◆ **Excerpt**
□ □ □ □ □ □ □

Protect Your Company With an Effective Social Media Policy

August 24, 2016

The use of social media has become extensive in the workplace, and social media policies are gaining attention. Workers’ exchange of “personal” and work-related information brings risks to employers.

Learn to manage employees’ social media use and understand its potential impact on your brand. All companies need a social media policy—even if the company has no social media presence—because your employees may be creating one of their own.

NLRB’s social media guidelines

The National Labor Relations Board’s (NLRB) social media guidelines are very important. The Board’s decisions in social media cases can be used as guidance by all federal courts when deciding freedom of speech cases. The National Labor Relations Act’s (NLRA) provisions cover all employees, regardless of whether they are unionized. Section 7 of the NLRA permits employees to engage in “protected concerted activity”—i.e., when two or more employees take action regarding the terms and conditions of their employment for their mutual benefit.

The NLRB’s social media guidelines initially faced criticism because of confusion created by some of the Board’s decisions. Employers must walk a very fine line between prohibiting unwanted conduct and avoiding unlawful restrictions on protected activity.

All employers should consider including in their handbooks a policy that establishes rules for employees to follow when communicating about the company on social media. Policies should not prevent employees from engaging in protected speech on their own social media sites or punish them for making disparaging remarks about the company or supervisors.

□ □ □ □ □ □ □

◆ **Data extracts**
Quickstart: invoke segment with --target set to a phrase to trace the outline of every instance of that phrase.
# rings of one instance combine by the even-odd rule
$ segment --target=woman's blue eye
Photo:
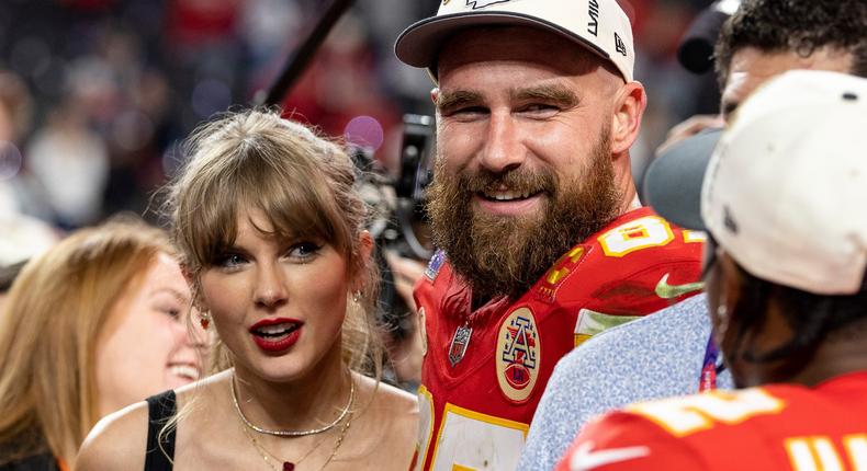
[[[299,259],[308,259],[313,255],[316,255],[320,249],[320,245],[317,245],[313,242],[301,242],[292,245],[289,249],[289,255]]]
[[[238,255],[237,253],[229,253],[217,259],[216,264],[217,266],[222,266],[224,268],[234,268],[239,265],[243,265],[245,262],[247,262],[247,260]]]

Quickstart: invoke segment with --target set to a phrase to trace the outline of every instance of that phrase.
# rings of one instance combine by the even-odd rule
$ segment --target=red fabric
[[[710,392],[656,401],[667,417],[697,414],[706,423],[675,432],[672,421],[648,413],[649,405],[630,406],[589,423],[560,462],[558,471],[579,470],[857,470],[867,463],[867,371],[840,376],[814,389],[772,384],[742,391]],[[698,398],[698,402],[697,402]],[[718,398],[729,405],[714,407],[701,398]],[[755,398],[765,398],[756,400]],[[776,402],[776,406],[769,406]],[[764,403],[764,405],[763,405]],[[686,414],[686,415],[684,415]],[[714,417],[716,415],[716,417]],[[721,417],[725,418],[721,418]],[[698,422],[696,423],[698,424]],[[821,451],[823,445],[829,446]],[[579,450],[583,447],[583,452]],[[643,456],[593,466],[606,453]],[[793,449],[801,450],[796,458]],[[806,451],[806,453],[804,453]],[[599,453],[599,455],[596,455]],[[584,462],[582,462],[584,458]],[[571,460],[575,462],[570,463]],[[856,467],[854,460],[860,460]],[[573,467],[570,468],[570,464]]]
[[[657,221],[668,227],[671,241],[660,246],[634,250],[621,256],[607,255],[600,243],[603,237],[622,233],[623,239],[629,240],[632,238],[630,233],[634,232],[632,227],[639,220]],[[574,334],[581,310],[589,309],[611,315],[644,315],[694,295],[695,291],[674,299],[662,299],[656,296],[654,288],[666,274],[669,285],[697,282],[700,276],[701,245],[685,242],[683,231],[655,216],[650,208],[623,215],[576,245],[572,253],[583,252],[581,256],[574,257],[577,260],[564,255],[517,302],[494,301],[473,312],[470,324],[473,332],[469,347],[463,359],[454,367],[448,358],[449,346],[455,330],[471,314],[471,292],[454,276],[448,262],[442,263],[438,271],[434,269],[436,266],[429,267],[429,275],[432,275],[430,272],[436,272],[436,276],[423,277],[415,291],[417,305],[424,309],[426,319],[428,346],[423,365],[423,386],[432,398],[428,402],[432,403],[434,414],[432,421],[430,417],[423,417],[419,447],[426,452],[421,457],[421,469],[432,469],[435,447],[442,448],[437,450],[436,469],[443,466],[446,468],[442,469],[452,469],[451,464],[471,468],[471,463],[459,462],[461,458],[455,457],[455,453],[443,451],[443,439],[452,438],[449,433],[441,430],[447,403],[451,404],[450,407],[459,406],[487,416],[514,421],[525,424],[526,427],[536,412],[554,365],[575,345]],[[556,279],[558,275],[560,279]],[[556,283],[551,285],[551,279]],[[504,324],[510,321],[510,314],[521,308],[527,308],[532,313],[533,331],[537,335],[518,338],[519,346],[527,347],[520,342],[526,340],[529,347],[523,351],[516,348],[506,355],[498,341],[500,336],[515,338],[515,334],[520,333],[515,325]],[[510,361],[504,361],[503,358],[510,358]],[[513,367],[498,372],[498,361]],[[516,401],[500,386],[498,375],[511,375],[508,380],[520,386],[527,371],[536,378],[536,382],[523,389],[526,391],[531,388],[529,397]],[[424,394],[419,399],[423,400],[423,414],[430,414]],[[432,424],[432,427],[426,427],[426,424]],[[464,437],[465,445],[461,447],[493,447],[483,452],[494,457],[494,462],[488,463],[493,466],[491,469],[511,463],[508,460],[497,461],[496,457],[500,452],[519,453],[523,443],[521,438],[517,450],[497,449],[503,446],[497,443],[476,444],[485,439],[486,437],[469,434]],[[436,445],[438,440],[439,446]]]

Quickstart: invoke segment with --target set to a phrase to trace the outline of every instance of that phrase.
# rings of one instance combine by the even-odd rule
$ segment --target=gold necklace
[[[319,427],[319,428],[311,428],[309,430],[271,430],[268,428],[262,428],[258,425],[252,424],[250,421],[247,420],[247,416],[244,415],[244,412],[240,410],[240,404],[238,404],[238,392],[236,391],[235,387],[235,371],[232,371],[232,379],[229,381],[229,389],[232,390],[232,403],[235,404],[235,411],[238,413],[238,417],[240,421],[244,422],[248,428],[256,430],[260,434],[266,435],[274,435],[278,437],[304,437],[307,435],[316,435],[322,434],[323,432],[330,430],[334,428],[335,425],[339,424],[346,417],[346,414],[349,413],[349,409],[352,406],[352,401],[356,399],[356,382],[352,381],[352,374],[349,374],[349,401],[347,401],[346,406],[344,407],[340,415],[331,422],[330,424]]]
[[[246,425],[244,423],[241,423],[241,424]],[[349,416],[347,417],[346,424],[344,424],[344,426],[340,427],[340,435],[337,436],[337,441],[335,443],[334,447],[331,448],[331,453],[328,456],[328,459],[325,460],[325,462],[323,463],[322,468],[319,468],[319,471],[323,471],[325,469],[325,467],[327,467],[328,463],[331,462],[334,457],[337,456],[337,450],[340,448],[340,445],[344,444],[344,438],[346,437],[346,430],[349,429],[349,426],[351,424],[352,424],[352,414],[349,414]],[[247,438],[250,440],[250,444],[252,444],[252,447],[256,448],[256,451],[259,453],[259,456],[262,457],[262,459],[264,460],[266,464],[268,464],[268,467],[271,468],[274,471],[281,471],[281,468],[278,468],[274,462],[271,462],[271,459],[269,458],[269,456],[271,458],[273,458],[274,460],[277,460],[278,462],[282,462],[282,464],[283,464],[282,466],[282,471],[294,471],[295,470],[295,466],[301,464],[302,461],[304,461],[308,456],[311,456],[311,453],[316,448],[319,448],[319,445],[322,445],[322,441],[319,441],[313,448],[311,448],[311,450],[307,451],[300,460],[297,460],[295,462],[284,461],[284,460],[281,460],[280,458],[275,457],[274,453],[272,453],[272,452],[268,451],[267,449],[264,449],[264,447],[261,444],[259,444],[259,440],[257,440],[256,437],[250,435],[250,432],[247,430],[246,426],[241,426],[241,432],[244,432],[244,435],[246,435]]]

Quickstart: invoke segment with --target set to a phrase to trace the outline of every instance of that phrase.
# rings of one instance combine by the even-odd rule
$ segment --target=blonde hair
[[[382,346],[372,317],[379,274],[361,255],[367,206],[349,156],[308,127],[264,110],[227,114],[201,126],[185,150],[189,160],[169,186],[167,212],[181,263],[192,275],[195,302],[202,302],[202,272],[235,242],[238,214],[258,209],[274,236],[320,238],[341,253],[349,275],[361,277],[360,309],[350,303],[344,322],[342,358],[349,368],[379,378]],[[215,369],[230,366],[229,353],[215,345]]]
[[[71,464],[100,418],[97,338],[160,252],[162,231],[113,220],[24,266],[0,312],[0,464],[44,451]]]

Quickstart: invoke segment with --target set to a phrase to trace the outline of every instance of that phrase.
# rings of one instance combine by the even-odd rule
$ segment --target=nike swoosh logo
[[[593,448],[593,441],[586,441],[578,446],[568,460],[571,471],[589,471],[606,464],[634,460],[650,455],[648,447],[610,448],[599,451],[592,451],[590,448]]]
[[[687,283],[686,285],[669,285],[668,274],[666,273],[663,275],[662,279],[660,279],[660,283],[656,284],[654,292],[662,299],[673,299],[701,289],[705,289],[705,284],[701,282]]]

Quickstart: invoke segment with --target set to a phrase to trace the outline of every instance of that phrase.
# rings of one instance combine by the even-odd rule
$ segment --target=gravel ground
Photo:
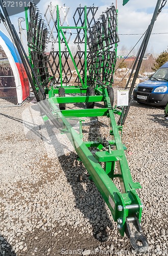
[[[9,104],[0,99],[0,255],[136,255],[66,136],[43,121],[36,103]],[[137,191],[149,245],[144,255],[151,256],[168,255],[163,113],[163,108],[133,102],[123,132],[133,179],[143,186]],[[85,139],[100,133],[109,137],[106,118],[84,119]]]

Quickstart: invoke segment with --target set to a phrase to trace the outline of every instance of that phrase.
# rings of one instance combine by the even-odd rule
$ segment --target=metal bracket
[[[130,240],[131,247],[136,253],[145,252],[147,250],[148,243],[142,233],[142,227],[137,218],[126,219],[125,231]]]

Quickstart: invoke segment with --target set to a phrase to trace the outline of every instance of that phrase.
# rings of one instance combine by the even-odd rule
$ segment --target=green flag
[[[123,0],[123,5],[125,5],[126,4],[127,4],[128,1],[129,1],[129,0]]]

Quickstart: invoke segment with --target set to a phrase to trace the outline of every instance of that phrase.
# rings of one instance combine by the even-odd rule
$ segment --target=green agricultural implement
[[[127,2],[124,1],[124,4]],[[160,7],[161,2],[161,0],[157,1],[151,23],[137,57],[137,60],[139,60],[132,83],[132,90],[154,22],[165,3],[163,0]],[[76,151],[79,160],[87,169],[90,179],[95,183],[108,205],[114,221],[117,222],[121,235],[124,236],[126,233],[132,247],[137,252],[146,251],[148,242],[143,234],[140,224],[143,204],[136,192],[136,189],[141,188],[141,186],[138,182],[132,180],[125,154],[126,148],[121,140],[122,120],[123,117],[125,119],[130,105],[131,90],[127,107],[123,109],[113,105],[114,93],[112,84],[116,61],[116,47],[119,41],[117,11],[113,5],[95,22],[94,16],[97,8],[80,6],[77,8],[73,17],[75,26],[69,26],[64,25],[67,14],[62,22],[60,15],[61,9],[58,6],[55,7],[55,20],[53,20],[53,27],[51,26],[50,36],[48,36],[48,38],[51,38],[49,42],[51,42],[53,48],[49,55],[51,59],[48,59],[52,74],[51,77],[44,54],[45,45],[47,40],[47,28],[42,19],[38,16],[39,12],[36,7],[31,4],[29,20],[27,9],[25,12],[30,55],[29,61],[5,8],[3,4],[1,6],[26,68],[37,100],[41,100],[39,105],[44,120],[50,119],[63,134],[66,134]],[[51,20],[54,14],[48,6],[48,11],[51,17],[49,20]],[[92,18],[89,19],[91,13]],[[49,22],[47,22],[48,25]],[[56,31],[55,37],[54,29]],[[76,31],[74,41],[77,44],[78,50],[75,54],[75,56],[77,56],[76,58],[69,46],[69,39],[67,38],[68,30]],[[73,34],[70,31],[69,35]],[[54,51],[55,43],[58,43],[57,51]],[[63,43],[65,45],[64,51],[62,49]],[[83,50],[81,50],[81,48]],[[24,57],[26,61],[24,61]],[[73,85],[69,84],[72,77],[70,59],[77,74]],[[31,73],[29,71],[27,66]],[[69,104],[83,103],[86,106],[84,109],[67,109]],[[94,108],[95,105],[96,108]],[[165,111],[167,113],[167,106]],[[117,116],[119,118],[118,124],[116,120]],[[83,118],[94,117],[106,117],[108,119],[110,126],[108,135],[111,136],[110,139],[103,136],[99,136],[93,141],[85,141],[83,139]],[[69,121],[71,119],[79,120],[79,132],[71,125]],[[116,179],[120,181],[120,188],[115,184]]]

□ □ □ □ □ □ □

◆ **Problems and tasks**
1 > Answer these questions using the social media policy article.
(a) Why does a company need a social media policy even if it has no social media presence?
(b) Which employees do the NLRA's provisions cover?
(c) What caused the early criticism of the NLRB's social media guidelines?
2 > Write a continuation of the social media policy article, starting after its final sentence.
The records have no role in this work.

◆ **Answers by item**
1 >
(a) Its employees may be creating a social media presence for it on their own.
(b) All employees, whether or not they are unionized.
(c) Confusion created by some of the Board's decisions.

2 >
Developing a sound policy

Here are some things to consider when creating a policy on social media use for your company:

  • Reinforce your complaint procedure. Encourage employees to bring grievances to their supervisor before taking to social media, but recognize that tweets about how much an employee hates her job may be protected, depending on their context.
  • Define confidential information. Define what kinds of information your employees can share online. Spell out whether employees need approval before posting certain types of information.
  • Explain the consequences of employees’ online actions. Increase employee awareness that social media doesn’t occur in a vacuum. A post that was meant for just Facebook “friends” can wind up on the front page of viral news site Reddit. Be specific about the consequences if, for example, an employee posts a video of himself in his work uniform engaging in behavior that might cast him and your company in a negative light.
  • Identify a spokesperson. Designate someone who will answer questions about your company on social media. Ensure that employees know whom they should refer questions about your company to, so they don’t answer themselves.
  • Discuss online behavior and etiquette. Let employees know that it’s OK to “agree to disagree” with others, especially on Facebook, Twitter, and YouTube, but it’s essential to remain polite and professional at all times. Remind employees how quickly a comment can go viral on the Internet.
  • Address what is considered illegal. Employees shouldn’t engage in any illegal activity and should respect others’ copyrights, trademarks, and intellectual property when they’re online.
  • Focus on educating employees. Having a social media policy is a start, not a solution. You should provide extensive training on the policy and attempt to ensure compliance through understanding. Your social media policy should be published as a separate document in addition to your handbook and should include an acknowledgment.
  • Protect intellectual property and confidential information. The NLRB will scrutinize policies that limit the disclosure or use of intellectual property and confidential information.

No policy can prevent all potential abuse from occurring. However, implementing a lawful social media policy and training your workforce will go a long way.